● **Task statement**
For every line below, restate it exactly and drop the images.

Point localization data:

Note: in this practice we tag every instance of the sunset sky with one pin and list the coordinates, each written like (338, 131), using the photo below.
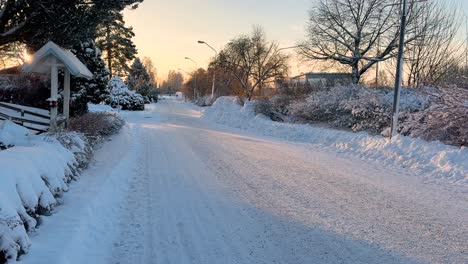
(167, 31)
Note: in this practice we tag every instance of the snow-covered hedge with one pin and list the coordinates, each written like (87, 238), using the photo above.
(122, 96)
(428, 113)
(204, 101)
(433, 160)
(97, 125)
(34, 172)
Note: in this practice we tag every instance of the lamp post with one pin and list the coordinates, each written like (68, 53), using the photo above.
(214, 71)
(195, 90)
(196, 64)
(399, 70)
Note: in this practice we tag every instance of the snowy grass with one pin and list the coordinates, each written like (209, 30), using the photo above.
(36, 170)
(434, 160)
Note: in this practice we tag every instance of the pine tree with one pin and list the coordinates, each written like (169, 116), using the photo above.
(96, 89)
(137, 75)
(115, 40)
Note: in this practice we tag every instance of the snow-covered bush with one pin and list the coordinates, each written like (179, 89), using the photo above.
(357, 107)
(276, 107)
(97, 125)
(12, 135)
(204, 101)
(33, 174)
(446, 119)
(432, 160)
(122, 96)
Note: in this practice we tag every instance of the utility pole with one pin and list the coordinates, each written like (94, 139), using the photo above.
(214, 70)
(399, 72)
(196, 74)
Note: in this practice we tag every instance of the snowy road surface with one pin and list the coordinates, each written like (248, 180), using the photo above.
(174, 188)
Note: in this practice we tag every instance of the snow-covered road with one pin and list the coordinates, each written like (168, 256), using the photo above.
(175, 188)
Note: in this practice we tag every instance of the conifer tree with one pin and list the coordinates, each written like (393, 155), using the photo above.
(115, 40)
(96, 89)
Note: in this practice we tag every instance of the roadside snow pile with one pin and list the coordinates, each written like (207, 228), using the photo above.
(432, 114)
(432, 159)
(13, 135)
(122, 96)
(34, 172)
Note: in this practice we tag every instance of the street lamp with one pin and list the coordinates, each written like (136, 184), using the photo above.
(214, 71)
(399, 71)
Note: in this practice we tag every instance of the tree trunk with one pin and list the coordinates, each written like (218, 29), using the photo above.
(355, 73)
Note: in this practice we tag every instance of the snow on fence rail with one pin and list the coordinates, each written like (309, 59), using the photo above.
(432, 160)
(31, 118)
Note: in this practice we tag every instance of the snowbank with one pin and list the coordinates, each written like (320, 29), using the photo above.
(34, 172)
(94, 108)
(431, 159)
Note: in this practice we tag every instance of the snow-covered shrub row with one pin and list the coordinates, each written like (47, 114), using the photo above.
(97, 125)
(122, 96)
(204, 101)
(356, 107)
(434, 160)
(33, 174)
(446, 118)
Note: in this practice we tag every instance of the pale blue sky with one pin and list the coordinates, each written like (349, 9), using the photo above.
(167, 31)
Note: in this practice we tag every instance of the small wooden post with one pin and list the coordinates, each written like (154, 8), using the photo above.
(53, 96)
(66, 97)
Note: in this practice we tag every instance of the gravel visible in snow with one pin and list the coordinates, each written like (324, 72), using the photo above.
(34, 172)
(94, 108)
(434, 160)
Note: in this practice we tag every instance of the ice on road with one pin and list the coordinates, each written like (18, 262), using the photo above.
(175, 188)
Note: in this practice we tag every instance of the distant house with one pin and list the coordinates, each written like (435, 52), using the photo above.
(323, 79)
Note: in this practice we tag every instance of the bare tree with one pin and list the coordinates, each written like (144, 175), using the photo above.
(435, 54)
(357, 33)
(253, 61)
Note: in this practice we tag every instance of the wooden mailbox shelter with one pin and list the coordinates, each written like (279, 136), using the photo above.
(49, 60)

● **Written response**
Note: in this practice we tag every instance of the sunset sky with one pin and list the coordinates, each written like (338, 131), using the photo below.
(167, 31)
Note: in this practice we tag every instance of the snow-covered hedge with one pin and list the coordinates, each written like (87, 238), using the photo above.
(122, 96)
(428, 113)
(204, 101)
(433, 160)
(97, 125)
(34, 172)
Note: in this practice we tag every instance of the lamp post with one pin and list the coordinates, each written like (68, 53), using the photo above.
(214, 71)
(195, 90)
(196, 64)
(399, 70)
Note: in this practice we tag every instance of the snowy grass with one pin and list the coordinates, each written like (209, 30), using the photo above.
(36, 170)
(434, 160)
Note: in this practice we tag every instance of the pine tree with one pin and list the coordinates, each written like (169, 116), using the photo above.
(96, 89)
(137, 75)
(115, 40)
Note: in this practice we tag every instance of the snow-covered bush with one pin and list the coordinates, each written like (179, 89), using the photo above.
(357, 107)
(276, 107)
(97, 125)
(12, 135)
(204, 101)
(33, 174)
(446, 119)
(432, 160)
(122, 96)
Note: in this practice we tag every instance of the utility pole with one pin and list the coordinates, each written like (94, 139), using the photo above.
(214, 70)
(399, 72)
(196, 74)
Note: in this practice we tag every instance of the snowy road surface with one pin and list the coordinates, each written like (248, 180), using the photo above.
(174, 188)
Note: in this practice we tag every instance of the snow-covered road with one pin and list the coordinates, each written like (168, 256), using the photo above.
(175, 188)
Note: in this practice we tag every instance of the conifer tree with one pin and list the coordinates, each written like (393, 155), using the photo above.
(115, 40)
(96, 89)
Note: in this practice we tag every instance of the roadside snow pile with one pin and list the coordinates, each written like (207, 228), using the photo above.
(432, 114)
(432, 159)
(13, 135)
(122, 96)
(34, 172)
Note: in this practice we tag every instance of the street lamp with one pin and list the coordinates, each written like (136, 184), using the photo above.
(214, 71)
(399, 71)
Note: in this practice we tag every instance of the tree trunk with one pin and list the coordinates, each written like (218, 29), using the photo above.
(355, 73)
Note: in this practice we tag every instance of the snow on fence rail with one pin and list the coordinates, each written like (309, 59), using the photo above.
(432, 160)
(31, 118)
Note: in this practice we tag every instance of the snowbank with one pin and list the coordinates, each written like (320, 29), using the photo above.
(34, 172)
(94, 108)
(431, 159)
Note: in this practice we tag every instance of the snow-covered shrub row with one pin and list the coordinates, each written like (47, 114), using the photo above.
(97, 125)
(122, 96)
(204, 101)
(356, 107)
(434, 160)
(33, 174)
(446, 118)
Note: in this practice we tag every instance of the pale blue sky with one pin and list the coordinates, each written like (349, 9), using the photo above.
(167, 31)
Note: in this practice we tag every instance of the small wooden post with one pin and list the coordinates, each written like (154, 8), using the photo above.
(53, 96)
(66, 97)
Note: in this practice we tag every instance of the gravel visible in snow with one pin and list the coordinates, each written like (324, 72), using the photo above.
(34, 172)
(94, 108)
(434, 160)
Note: in this practice we tag every instance of the ice on road with one pin and list the coordinates, each written like (18, 262), using the photo above.
(175, 188)
Note: in this practice we tag every instance of the distant house with one pin and list the coordinates, each written like (435, 52), using the photo above.
(323, 79)
Note: in this practice we tag every instance of the bare tree with one pin and list the coordinates, each written like (144, 175), using the photo above.
(435, 54)
(357, 33)
(253, 61)
Note: in this practice we tag every instance of the wooden mailbox shelter with one pin and list the coordinates, each written like (279, 136), using the photo above.
(49, 60)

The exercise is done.